= EXCERPTED PASSAGE =
Question

If a simple pendulum has significant amplitude (up to a factor of 1/e of original) only in the period between $t = 0s$ to $t = \tau s$, then $\tau$ may be called the average life of the pendulum. When the spherical bob of the pendulum suffers a retardation (due to viscous drag) proportional to its velocity, with 'b' as the constant of proportionality, the averatge life time of the pendulum is (assuming damping is small)

• A. $\frac{0.693}{b}$
• B. $b$
• C. $\frac{1}{b}$
• D. $\frac{2}{b}$

Answer 1

Answer: (D)

$\frac{2}{b}$

Answer 2

$m \frac{d^{2}x}{dt^{2}}=-kx-b \frac{dx}{dt}$ $m \frac{d^{2}x}{dt^{2}}+b \frac{dx}{dt}+kx=0$ here $b$ is demping coefficient This has solution of type $x=e^{\lambda t}$ substituting this $m\lambda^{2}+b\lambda+k=0$ $\lambda=\frac{-b\pm\sqrt{b^{2}-4mk}}{2m}$ on solving for $x$, we get $x=e^{\frac{b}{2m}t} \,a cos \left(\omega_{1}\, t - \alpha\right)$ $\omega_{1}=\sqrt{\omega_{0}^{2}-\lambda^{2}}$ where $\omega_{0}=\sqrt{\frac{k}{m}}$ $\lambda=+\frac{b}{2}$ So, average life $=\frac{2}{b}$

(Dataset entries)
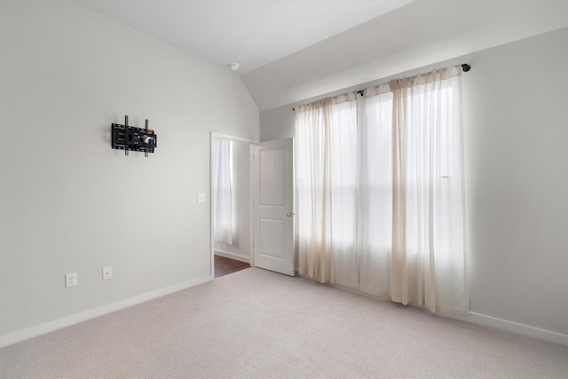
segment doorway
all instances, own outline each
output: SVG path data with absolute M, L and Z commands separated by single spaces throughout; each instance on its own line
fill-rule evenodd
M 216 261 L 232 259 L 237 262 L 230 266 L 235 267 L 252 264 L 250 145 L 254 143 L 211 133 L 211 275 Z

==

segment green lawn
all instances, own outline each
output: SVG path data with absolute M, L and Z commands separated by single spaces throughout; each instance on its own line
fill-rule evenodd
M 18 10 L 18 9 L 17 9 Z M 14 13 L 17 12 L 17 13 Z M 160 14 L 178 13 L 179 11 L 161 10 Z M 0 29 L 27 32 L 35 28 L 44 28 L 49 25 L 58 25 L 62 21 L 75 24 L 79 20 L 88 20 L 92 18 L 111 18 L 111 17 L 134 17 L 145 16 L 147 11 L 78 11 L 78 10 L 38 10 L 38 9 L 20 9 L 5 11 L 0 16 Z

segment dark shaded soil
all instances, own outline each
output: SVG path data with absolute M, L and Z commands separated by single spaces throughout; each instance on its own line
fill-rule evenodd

* * *

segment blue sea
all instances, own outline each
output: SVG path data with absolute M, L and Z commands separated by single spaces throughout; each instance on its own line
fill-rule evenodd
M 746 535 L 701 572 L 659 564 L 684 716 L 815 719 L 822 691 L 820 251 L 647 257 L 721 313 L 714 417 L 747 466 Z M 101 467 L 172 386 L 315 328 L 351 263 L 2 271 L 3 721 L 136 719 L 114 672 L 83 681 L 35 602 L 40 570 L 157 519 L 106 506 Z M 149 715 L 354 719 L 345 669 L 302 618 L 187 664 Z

= YOUR TASKS =
#1 In the damped pendulum question, what does the constant 'b' stand for?
#2 Extract the part of the damped pendulum question between "If a simple" and "Answer: (D)", inclusive.
#3 List every answer choice offered in the damped pendulum question, with its letter.

= SOLVED TASKS =
#1 It is the constant of proportionality between the bob's retardation from viscous drag and its velocity.

#2
If a simple pendulum has significant amplitude (up to a factor of 1/e of original) only in the period between $t = 0s$ to $t = \tau s$, then $\tau$ may be called the average life of the pendulum. When the spherical bob of the pendulum suffers a retardation (due to viscous drag) proportional to its velocity, with 'b' as the constant of proportionality, the averatge life time of the pendulum is (assuming damping is small)

• A. $\frac{0.693}{b}$
• B. $b$
• C. $\frac{1}{b}$
• D. $\frac{2}{b}$

Answer 1

Answer: (D)

#3
A. 0.693/b
B. b
C. 1/b
D. 2/b